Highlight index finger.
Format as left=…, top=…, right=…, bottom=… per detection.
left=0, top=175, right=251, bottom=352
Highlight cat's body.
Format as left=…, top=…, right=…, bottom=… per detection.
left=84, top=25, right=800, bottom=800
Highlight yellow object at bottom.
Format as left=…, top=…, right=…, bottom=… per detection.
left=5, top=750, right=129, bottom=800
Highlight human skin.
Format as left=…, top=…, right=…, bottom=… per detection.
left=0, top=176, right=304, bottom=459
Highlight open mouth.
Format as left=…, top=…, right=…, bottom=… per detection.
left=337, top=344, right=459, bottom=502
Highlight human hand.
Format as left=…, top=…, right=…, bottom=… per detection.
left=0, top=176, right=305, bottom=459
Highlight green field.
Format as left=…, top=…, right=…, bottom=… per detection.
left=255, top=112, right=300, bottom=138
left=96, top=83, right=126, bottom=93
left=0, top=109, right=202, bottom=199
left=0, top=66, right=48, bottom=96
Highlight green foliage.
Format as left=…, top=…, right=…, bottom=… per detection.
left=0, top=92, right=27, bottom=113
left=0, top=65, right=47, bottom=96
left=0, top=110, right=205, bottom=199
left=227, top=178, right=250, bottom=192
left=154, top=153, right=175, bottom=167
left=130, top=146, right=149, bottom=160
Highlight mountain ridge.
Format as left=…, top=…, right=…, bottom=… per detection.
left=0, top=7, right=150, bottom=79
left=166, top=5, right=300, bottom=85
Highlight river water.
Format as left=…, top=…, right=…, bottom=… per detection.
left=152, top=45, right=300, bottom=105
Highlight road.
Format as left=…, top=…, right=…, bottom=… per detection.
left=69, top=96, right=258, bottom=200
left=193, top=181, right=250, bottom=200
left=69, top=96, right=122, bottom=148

→ What you need to do
Rewrite all the entries above, putting "Outline" wherever "Highlight" appears and keeping everything else the same.

→ Written response
Outline index finger.
Format as left=…, top=…, right=…, bottom=… per detection.
left=0, top=175, right=251, bottom=352
Outline cat's body.
Format as left=…, top=…, right=…, bottom=… per detection.
left=84, top=25, right=800, bottom=800
Outline yellow object at bottom.
Format as left=…, top=…, right=…, bottom=… per detection.
left=5, top=750, right=129, bottom=800
Outline human skin.
Format as left=…, top=…, right=…, bottom=… per detection.
left=0, top=176, right=304, bottom=459
Outline open mouth.
Format as left=…, top=…, right=…, bottom=… per detection.
left=337, top=344, right=459, bottom=502
Outline human hand.
Format as left=…, top=…, right=…, bottom=… per detection.
left=0, top=176, right=305, bottom=459
Outline green field.
Format as left=…, top=…, right=…, bottom=… per detection.
left=255, top=112, right=300, bottom=138
left=96, top=83, right=126, bottom=93
left=0, top=109, right=202, bottom=199
left=0, top=66, right=48, bottom=96
Outline green foliage.
Format as left=…, top=…, right=…, bottom=… per detection.
left=0, top=92, right=27, bottom=113
left=0, top=65, right=47, bottom=96
left=0, top=110, right=205, bottom=199
left=227, top=178, right=250, bottom=192
left=154, top=153, right=175, bottom=167
left=130, top=146, right=149, bottom=160
Outline mountain ridge.
Format as left=…, top=…, right=…, bottom=… per detection.
left=0, top=7, right=150, bottom=79
left=166, top=5, right=300, bottom=85
Outline river water.
Format as left=…, top=…, right=…, bottom=… per detection.
left=152, top=45, right=300, bottom=105
Outline road.
Format as left=…, top=…, right=…, bottom=… per detection.
left=69, top=96, right=258, bottom=200
left=193, top=181, right=250, bottom=200
left=69, top=96, right=122, bottom=148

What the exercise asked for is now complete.